EXERCISE OBJECTIVE — Carry on the post about writing Steam Highwayman III, picking up right after its last paragraph.

SOURCE TEXT —
I’ve been working on everything but the stories of Steam Highwayman III recently – other writing contracts, preparations for my next Kickstarter, school work, and learning to change nappies and recognise the different cries of my baby daughter. But at last I’ve been able to spend a steady couple of days with my mind in the world of Steam Highwayman, and the results have been exciting.
When I spend too long at a stretch trying to hack out plot for Steam Highwayman, I can really dry up. The style and structure of gamebook writing means that there is a constant need for new ideas – alternate possibilities, fresh starts, new encounters. But after having a break, I can find that all sorts of ideas have percolated through from my subconscious, creative mind and are ready to type straight up.
I’ve been writing the sequence that might bring the whole Steam Highwayman saga to a close – if you choose it. Revolution is pretty much a one-way street and even for a nimble velosteam rider like yourself, there are events from which there are no going back.
The questions that will face you are challenging ones: do you consider the Compact for Worker’s Equality trustworthy in their intentions and methods? Do you think their preparations are sufficient and their plan likely to succeed? Are you personally ready to put aside the life of the road and put yourself at the service of the people?
Or was your alliance with the Compact only ever cynical and self-serving? Is it time to cash in your chips, take a reward from the Constables and see the whole bunch of these dangerous anarchists locked up?
I love the little, strange options that you encounter riding through the villages. But in the City, you’ll have to face bigger questions with much bigger, more permanent consequences.
One of the innovations that I – and many others – really respect in the Fabled Lands series is the way in which Morris and Thomson connect narratives across volumes. As a reader, I’ve always found it incredibly satisfying to travel to a new land, a new city and a new volume and find that the events there respond to my choices made hours, days or weeks previously, in a different book, on a different continent and in a different context. Obviously this was also one of the techniques I have chosen to mimic in Steam Highwayman and one I am very proud of getting to work. When I explain how a gamebook works to new readers, they may make impressed noises, but when I explain that choices made in one volume have consequences in other volumes – volumes later, or even earlier in the series – then I see that mindblown look.
I don’t just do it to feel smug. I really consider this one of the most exciting and interesting ways of using interactive narrative, because there’s a lot more to the technique than simply recording progress with a codeword and checking for that codeword in another passage – although that is exactly the mechanism the authors of Fabled Lands and I use. The skill comes in writing just enough linking reference that the reader remembers what sparked the narrative development off – but not too much, giving the reader the mental task of drawing connections and causal links between events. Sometimes the book can make these links explicit, but at other times I prefer to leave them mysterious and tantalising. People rationalise the same information in different ways and I love to hear my readers explaining their understanding of what caused what.

DATA SECTION —
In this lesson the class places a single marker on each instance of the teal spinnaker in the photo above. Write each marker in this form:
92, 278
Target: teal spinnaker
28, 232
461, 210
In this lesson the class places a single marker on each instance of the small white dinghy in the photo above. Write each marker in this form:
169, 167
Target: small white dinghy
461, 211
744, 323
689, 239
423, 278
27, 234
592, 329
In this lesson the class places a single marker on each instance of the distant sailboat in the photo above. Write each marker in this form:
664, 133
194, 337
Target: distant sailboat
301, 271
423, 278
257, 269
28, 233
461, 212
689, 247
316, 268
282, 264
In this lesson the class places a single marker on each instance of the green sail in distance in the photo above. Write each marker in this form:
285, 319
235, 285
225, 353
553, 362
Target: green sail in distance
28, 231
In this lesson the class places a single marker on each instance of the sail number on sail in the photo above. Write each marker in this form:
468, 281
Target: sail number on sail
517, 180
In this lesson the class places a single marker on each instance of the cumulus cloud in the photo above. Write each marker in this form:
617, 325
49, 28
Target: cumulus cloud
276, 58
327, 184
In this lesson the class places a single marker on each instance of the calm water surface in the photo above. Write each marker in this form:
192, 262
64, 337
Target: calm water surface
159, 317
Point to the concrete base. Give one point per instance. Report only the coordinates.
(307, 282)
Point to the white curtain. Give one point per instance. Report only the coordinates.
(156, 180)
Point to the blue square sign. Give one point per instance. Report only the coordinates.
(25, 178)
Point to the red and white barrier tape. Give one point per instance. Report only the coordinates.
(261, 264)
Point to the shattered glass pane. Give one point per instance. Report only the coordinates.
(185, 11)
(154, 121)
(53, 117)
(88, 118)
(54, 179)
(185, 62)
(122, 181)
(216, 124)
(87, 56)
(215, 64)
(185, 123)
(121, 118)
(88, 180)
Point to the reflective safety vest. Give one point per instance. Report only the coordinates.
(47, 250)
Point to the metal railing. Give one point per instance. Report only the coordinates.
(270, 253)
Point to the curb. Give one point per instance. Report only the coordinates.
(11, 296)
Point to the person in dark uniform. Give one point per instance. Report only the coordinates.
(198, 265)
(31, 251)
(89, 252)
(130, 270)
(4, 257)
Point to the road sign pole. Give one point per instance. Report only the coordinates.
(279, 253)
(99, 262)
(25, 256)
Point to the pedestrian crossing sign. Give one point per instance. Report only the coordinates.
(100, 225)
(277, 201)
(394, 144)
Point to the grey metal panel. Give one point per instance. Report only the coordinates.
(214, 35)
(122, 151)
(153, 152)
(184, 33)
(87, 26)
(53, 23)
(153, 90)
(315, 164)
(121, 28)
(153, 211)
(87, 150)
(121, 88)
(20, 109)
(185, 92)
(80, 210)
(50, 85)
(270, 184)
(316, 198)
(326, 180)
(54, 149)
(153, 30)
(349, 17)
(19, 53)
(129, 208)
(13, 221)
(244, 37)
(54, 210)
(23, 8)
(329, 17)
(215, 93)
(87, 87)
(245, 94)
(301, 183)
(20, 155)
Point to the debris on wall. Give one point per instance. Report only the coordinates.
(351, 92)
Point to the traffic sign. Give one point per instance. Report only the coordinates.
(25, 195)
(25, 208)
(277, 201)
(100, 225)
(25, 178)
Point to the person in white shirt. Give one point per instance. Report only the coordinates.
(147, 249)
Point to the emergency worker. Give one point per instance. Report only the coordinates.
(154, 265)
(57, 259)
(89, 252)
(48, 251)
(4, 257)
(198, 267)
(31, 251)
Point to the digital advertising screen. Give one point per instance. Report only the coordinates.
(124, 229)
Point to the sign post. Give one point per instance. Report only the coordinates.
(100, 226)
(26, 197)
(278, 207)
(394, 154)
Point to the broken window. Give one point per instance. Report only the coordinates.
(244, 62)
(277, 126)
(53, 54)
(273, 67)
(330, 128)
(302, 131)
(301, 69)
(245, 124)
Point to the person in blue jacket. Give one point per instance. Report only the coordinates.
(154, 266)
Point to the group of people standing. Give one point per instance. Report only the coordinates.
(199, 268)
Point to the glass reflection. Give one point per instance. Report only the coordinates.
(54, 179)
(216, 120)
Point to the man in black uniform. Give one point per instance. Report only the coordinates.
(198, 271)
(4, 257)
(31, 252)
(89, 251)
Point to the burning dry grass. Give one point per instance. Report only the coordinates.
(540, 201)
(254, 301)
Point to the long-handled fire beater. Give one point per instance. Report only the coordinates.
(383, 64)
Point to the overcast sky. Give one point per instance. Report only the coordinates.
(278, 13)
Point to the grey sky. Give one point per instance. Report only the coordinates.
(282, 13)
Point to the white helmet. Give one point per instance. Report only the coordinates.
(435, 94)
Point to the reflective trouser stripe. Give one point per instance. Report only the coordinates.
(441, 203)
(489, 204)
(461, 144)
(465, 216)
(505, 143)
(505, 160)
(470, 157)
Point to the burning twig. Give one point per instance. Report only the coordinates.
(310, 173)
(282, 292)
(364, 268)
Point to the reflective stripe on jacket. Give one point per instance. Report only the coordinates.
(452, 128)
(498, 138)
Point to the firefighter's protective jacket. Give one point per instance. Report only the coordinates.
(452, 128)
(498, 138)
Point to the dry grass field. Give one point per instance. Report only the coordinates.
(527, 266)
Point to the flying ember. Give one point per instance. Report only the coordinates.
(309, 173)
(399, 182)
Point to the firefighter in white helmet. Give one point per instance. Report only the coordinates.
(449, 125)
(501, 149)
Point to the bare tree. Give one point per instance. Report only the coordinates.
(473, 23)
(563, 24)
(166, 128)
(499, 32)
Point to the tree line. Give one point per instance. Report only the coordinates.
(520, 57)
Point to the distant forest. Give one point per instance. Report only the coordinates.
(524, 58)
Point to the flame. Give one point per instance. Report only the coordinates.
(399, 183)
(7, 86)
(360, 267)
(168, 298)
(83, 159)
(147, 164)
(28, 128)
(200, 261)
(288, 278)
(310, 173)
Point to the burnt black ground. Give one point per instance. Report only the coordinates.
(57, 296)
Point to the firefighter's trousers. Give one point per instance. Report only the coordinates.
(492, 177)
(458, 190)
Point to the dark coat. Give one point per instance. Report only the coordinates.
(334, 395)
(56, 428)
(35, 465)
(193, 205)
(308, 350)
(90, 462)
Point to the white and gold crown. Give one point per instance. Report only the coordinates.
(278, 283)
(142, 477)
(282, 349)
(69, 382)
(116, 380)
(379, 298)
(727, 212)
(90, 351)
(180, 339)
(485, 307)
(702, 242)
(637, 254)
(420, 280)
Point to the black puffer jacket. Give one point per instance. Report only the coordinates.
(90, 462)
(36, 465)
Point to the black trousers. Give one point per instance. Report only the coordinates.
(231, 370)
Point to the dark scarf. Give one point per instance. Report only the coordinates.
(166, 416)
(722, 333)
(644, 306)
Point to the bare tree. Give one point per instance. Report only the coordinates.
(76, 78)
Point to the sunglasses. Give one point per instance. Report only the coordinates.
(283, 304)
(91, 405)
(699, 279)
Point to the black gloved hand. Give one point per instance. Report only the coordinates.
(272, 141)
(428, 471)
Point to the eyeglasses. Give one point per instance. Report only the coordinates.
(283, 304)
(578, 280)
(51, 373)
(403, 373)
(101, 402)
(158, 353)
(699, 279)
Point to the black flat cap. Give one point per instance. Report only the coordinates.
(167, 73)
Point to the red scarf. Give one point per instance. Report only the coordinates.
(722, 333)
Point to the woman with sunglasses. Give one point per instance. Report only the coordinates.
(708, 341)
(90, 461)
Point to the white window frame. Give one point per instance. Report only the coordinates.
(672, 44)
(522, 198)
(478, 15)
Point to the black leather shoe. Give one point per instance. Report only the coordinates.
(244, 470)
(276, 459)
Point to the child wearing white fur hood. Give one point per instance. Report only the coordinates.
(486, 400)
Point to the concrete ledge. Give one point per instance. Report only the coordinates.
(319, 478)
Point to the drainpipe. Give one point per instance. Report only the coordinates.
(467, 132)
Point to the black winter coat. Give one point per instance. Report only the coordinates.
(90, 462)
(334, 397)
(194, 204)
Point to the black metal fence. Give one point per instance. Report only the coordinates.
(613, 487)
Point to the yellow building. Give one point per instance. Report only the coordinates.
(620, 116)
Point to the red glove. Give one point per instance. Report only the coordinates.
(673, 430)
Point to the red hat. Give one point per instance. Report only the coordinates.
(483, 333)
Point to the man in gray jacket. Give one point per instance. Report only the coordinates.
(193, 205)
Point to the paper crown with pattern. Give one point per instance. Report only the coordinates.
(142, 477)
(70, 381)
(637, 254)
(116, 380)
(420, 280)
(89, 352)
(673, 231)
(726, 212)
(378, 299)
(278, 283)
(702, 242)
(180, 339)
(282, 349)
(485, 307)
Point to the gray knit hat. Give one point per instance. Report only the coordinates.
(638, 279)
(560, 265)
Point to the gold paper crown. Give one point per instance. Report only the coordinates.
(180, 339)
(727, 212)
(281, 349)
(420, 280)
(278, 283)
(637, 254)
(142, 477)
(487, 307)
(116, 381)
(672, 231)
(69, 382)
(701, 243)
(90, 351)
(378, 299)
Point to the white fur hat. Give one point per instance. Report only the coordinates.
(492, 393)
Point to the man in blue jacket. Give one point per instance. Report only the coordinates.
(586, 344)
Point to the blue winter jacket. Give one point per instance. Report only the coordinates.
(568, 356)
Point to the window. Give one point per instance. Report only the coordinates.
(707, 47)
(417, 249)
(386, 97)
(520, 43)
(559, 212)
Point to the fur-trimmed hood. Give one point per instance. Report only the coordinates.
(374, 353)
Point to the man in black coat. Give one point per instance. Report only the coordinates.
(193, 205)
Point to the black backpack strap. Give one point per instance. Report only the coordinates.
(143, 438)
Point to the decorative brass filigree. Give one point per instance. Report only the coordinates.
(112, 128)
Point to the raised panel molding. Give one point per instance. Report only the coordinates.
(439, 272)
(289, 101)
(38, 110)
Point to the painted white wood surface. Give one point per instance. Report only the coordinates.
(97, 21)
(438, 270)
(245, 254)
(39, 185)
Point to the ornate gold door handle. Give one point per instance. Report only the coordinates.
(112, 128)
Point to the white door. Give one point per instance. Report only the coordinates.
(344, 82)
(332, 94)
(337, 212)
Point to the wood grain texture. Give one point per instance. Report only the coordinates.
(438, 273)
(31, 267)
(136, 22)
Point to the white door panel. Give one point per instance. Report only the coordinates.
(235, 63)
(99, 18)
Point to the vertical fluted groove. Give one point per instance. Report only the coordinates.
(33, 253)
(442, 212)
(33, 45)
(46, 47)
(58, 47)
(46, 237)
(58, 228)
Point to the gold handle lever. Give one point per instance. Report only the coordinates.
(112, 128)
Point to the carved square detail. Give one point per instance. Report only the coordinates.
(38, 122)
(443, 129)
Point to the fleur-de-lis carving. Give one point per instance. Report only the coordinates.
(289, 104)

TASK OUTPUT —
But now to the nitty-gritty. Writing these things is challenging – another reason I use them! For the volume currently under construction, The Reeking Metropolis, I have notes and references for more than forty narratives of different sizes that overflow from the other volumes into this one. All roads seem to lead to London, at the moment. Some of these are short references – characters that you met in Smog and Ambuscade that mentioned they were trying to reach London, where they hoped to make their fortune. A single passage can resolve this story, as you discover whether they really did strike it rich. Others are much larger, multi-plot strands of story that I haven’t even really decided how I want to use, like the Revolution narrative that powers your interaction with the Compact for Workers’ Equality. Then there are the stories that I ran out of space to tell and the mysteries I haven’t thought of answers for yet.
But the fascinating thing is that some of these are the very first pieces of Steam Highwayman that I ever wrote – pieces like the redemption of the workhouse orphan, who ran away from his master to try to reach the big city. I even created a plot within Smog and Ambuscade that could only be reached after beginning a quest in Volume III, which has taken me two years to reach.
As a reader, I know that the more time that passes in the real world between a choice and the consequence, the more mystery and intrigue it holds for me. I can’t wait to hear what my readers think when, on receipt of The Reeking Metropolis, they realise that decisions they may have made two years previously are still limiting their options, or opening doors for them.
The photo above, by the way, is a piece of attractively peeling plywood hoarding along the Crossrail (Elizabeth Line) site a short distance from where I live. I get really excited by the way the process of decay creates textures far more complex, and yet balanced, than any human imagination could achieve.
Something wonderful happened when I handed over design of the Steam Highwayman’s constant mechanical companion to Ben: I lost control. I’ve detailed the process by which Ben and I worked out what the velosteam could, then might, and finally should look like, elsewhere, but for a lone-wolf like myself, this was a massive step forward in my creative process. Typically I’m something of a perfectionist and that prevents me bringing projects to completion. Sharing ownership helped me to break this cycle.
Early velosteam concepts, by Ben May.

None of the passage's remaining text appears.